| MATERIAL SUPPLIED |
▽

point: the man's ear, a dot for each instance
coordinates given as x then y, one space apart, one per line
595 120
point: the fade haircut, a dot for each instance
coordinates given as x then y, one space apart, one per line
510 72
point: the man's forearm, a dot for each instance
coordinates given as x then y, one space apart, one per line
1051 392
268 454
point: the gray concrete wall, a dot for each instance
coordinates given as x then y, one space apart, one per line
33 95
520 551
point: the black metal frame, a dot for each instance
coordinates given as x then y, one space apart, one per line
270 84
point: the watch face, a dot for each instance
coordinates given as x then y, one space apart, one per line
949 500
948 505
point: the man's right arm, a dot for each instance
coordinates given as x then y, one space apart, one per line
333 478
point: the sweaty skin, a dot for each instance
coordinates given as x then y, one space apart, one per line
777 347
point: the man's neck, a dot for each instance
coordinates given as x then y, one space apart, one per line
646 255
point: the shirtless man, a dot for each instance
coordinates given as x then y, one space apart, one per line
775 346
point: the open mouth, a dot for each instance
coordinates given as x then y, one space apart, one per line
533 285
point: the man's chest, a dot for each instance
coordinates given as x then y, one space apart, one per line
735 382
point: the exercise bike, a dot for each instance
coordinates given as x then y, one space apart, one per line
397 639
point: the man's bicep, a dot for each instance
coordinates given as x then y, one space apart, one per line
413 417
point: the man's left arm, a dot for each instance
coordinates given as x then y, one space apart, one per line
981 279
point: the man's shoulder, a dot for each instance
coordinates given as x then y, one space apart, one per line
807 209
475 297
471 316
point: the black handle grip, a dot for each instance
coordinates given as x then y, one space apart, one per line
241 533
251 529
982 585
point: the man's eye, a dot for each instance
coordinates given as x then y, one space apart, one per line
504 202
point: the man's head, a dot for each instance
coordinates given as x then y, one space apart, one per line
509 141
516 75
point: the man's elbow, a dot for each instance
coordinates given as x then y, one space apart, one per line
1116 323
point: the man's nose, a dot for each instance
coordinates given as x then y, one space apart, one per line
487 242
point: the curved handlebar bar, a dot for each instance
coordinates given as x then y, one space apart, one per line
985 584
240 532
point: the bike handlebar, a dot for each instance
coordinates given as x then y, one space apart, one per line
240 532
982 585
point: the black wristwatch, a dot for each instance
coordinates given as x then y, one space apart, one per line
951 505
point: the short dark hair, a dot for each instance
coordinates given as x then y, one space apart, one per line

△

| THE EXERCISE |
Copy out every one of the lines above verbatim, without changing anything.

| RESULT |
point: the man's ear, a dot for each instance
coordinates given as x then y, one space apart, one per line
595 120
point: the fade haircut, a dot for each instance
coordinates given as x then y, one space apart, one per line
510 72
point: the man's forearm, a dot for each instance
coordinates given as x then y, one space apart, one per line
1051 392
268 454
point: the gray concrete wall, a dot for each instance
coordinates given as x then y, one space apart, one per line
33 95
520 551
point: the black metal frame, a dot for each instance
coordinates given as x then y, one space apart, one per line
270 84
point: the watch face, a dot for each instance
coordinates given as x then y, one space apart, one per line
949 500
948 505
point: the man's right arm, a dot for each instance
coordinates given as x then y, one space apart, one per line
333 478
point: the sweaty skin, a dot for each instance
coordinates given as x then y, one space apart, one per line
777 347
point: the man's neck, a dot for each instance
coordinates given as x then y, one space apart, one per line
646 255
point: the shirtless man, a dot for each instance
coordinates given as x then y, one space apart, one per line
775 346
point: the open mouth, a dot for each instance
coordinates given as x then y, one space apart, one per line
533 285
point: the man's chest, a dot for each instance
coordinates given as x then y, one space apart, one per line
735 382
point: the exercise bike, a dot for each instance
coordinates given as x then y, one space apart, one per line
397 639
point: the man's bicep, a dot for each instance
coordinates given as x then y, one space apart, one per line
413 417
point: the man's left arm, a dot for each instance
coordinates given as x then y, one space apart, one per line
981 279
point: the man's shoulder, a dot for each instance
coordinates given as x then y, one space apart, one per line
807 209
475 297
471 316
point: the black handle grip, a dot for each instance
coordinates given as x then y, one space apart, one per line
241 533
251 529
982 585
point: the man's eye, a dot for each instance
coordinates given as x then y, one space apart, one per line
504 202
point: the man's head, a dot for each instance
coordinates given as x then y, one space apart, one per line
509 141
516 75
point: the man's elbow, a dot for each instance
coordinates given as x then y, one space apart, one per line
1116 323
point: the man's nose, a dot for each instance
coordinates given as x then y, one space apart, one per line
487 242
point: the curved handlebar bar, a dot for each instance
coordinates given as x then y, one space apart, one per line
985 584
240 532
point: the bike handlebar, a dot for each instance
coordinates given as x then y, one space apart, one per line
240 532
982 585
point: the black wristwatch, a dot for each instance
coordinates given as x then y, one space apart, one per line
951 505
point: the short dark hair, a dot for each instance
coordinates given as x then y, one space apart, one per line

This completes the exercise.